** Begin Page extract **
Tuesday 21st May 2019
quotequote all
So I've heard that any 0.1 seconds saved in the first 8th mile is equal to 0.2 seconds at the end of a quarter mile. Is this true? If so, what's the science!/mechanics/physics behind it?


Some Gump

12,691 posts

186 months

Tuesday 21st May 2019
quotequote all
Dunno if true, but it makes sense.

Presuming it's the reaction time. Presume cars and traction identical.

Car a starts. It's now accelerating at it's max rate.
0.1s later. Car b starts. Car a (which has been accelerating) now at x mph.

Rest of run (any time) car b travelling at y mph. Car a travelling at (y+x) mph. We're assuming the cars accelerate identically so the gap should be quite constant.

The whole run, car a is increasing the gap between it and car b. It starts the run 0.1 s ahead, so by the end of the run it's more than 0.1s ahead.
** End Page extract **
** Begin Given material **
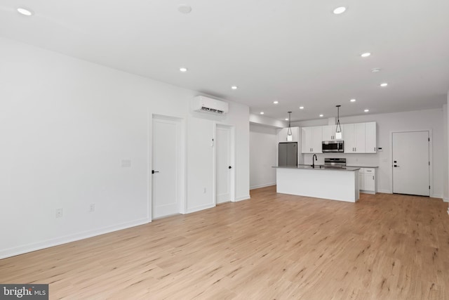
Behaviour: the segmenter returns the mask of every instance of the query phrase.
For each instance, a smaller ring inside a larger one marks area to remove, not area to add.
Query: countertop
[[[326,170],[326,171],[354,171],[356,170],[360,170],[358,167],[346,167],[344,168],[326,168],[324,167],[323,164],[316,164],[314,168],[312,168],[309,164],[300,164],[299,166],[281,166],[281,167],[273,167],[275,169],[300,169],[304,170]]]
** End Given material **
> [Challenges]
A) In the forum discussion about quarter-mile times, revise everything from "12,691 posts" down to "now at x mph.", replacing "traction" with "grip".
B) Which fields does the opening post of the quarter-mile forum discussion name as possible sources of the explanation it asks for?
C) Resume the forum discussion about quarter-mile times, starting after its final sentence.

> [Results of the exercise]
A)
12,691 posts

186 months

Tuesday 21st May 2019
quotequote all
Dunno if true, but it makes sense.

Presuming it's the reaction time. Presume cars and grip identical.

Car a starts. It's now accelerating at it's max rate.
0.1s later. Car b starts. Car a (which has been accelerating) now at x mph.

B) Science, mechanics, and physics.

C)
Then apply "Anecdote rounding" and 0.1s becomes 0.2.

Driver101

14,376 posts

121 months

Tuesday 21st May 2019
quotequote all
Isn't it the first 60ft and not 1/8 mile?

hamza123

Original Poster:

16 posts

62 months

Tuesday 21st May 2019
quotequote all
Driver101 said:
Isn't it the first 60ft and not 1/8 mile?
No idea. I heard it was the first 8th from cleetus Mc farland lol

SpeckledJim

31,608 posts

253 months

Tuesday 21st May 2019
quotequote all
I can see it being approximately true.

If you imagine the shape of the speed curve over time, the rate at which speed is added gradually tapers off, so you'd want as much of the distance covered to be done at as high speed as possible, so I can imagine that 0.1 second dawdling at around 0-30 mph is worth 0.2 seconds once you're going much faster.

0.1 second's dawdle at the start will shift the entire graph to the right, and your highest potential speed won't be attained before the line, but after the line, where it's useless.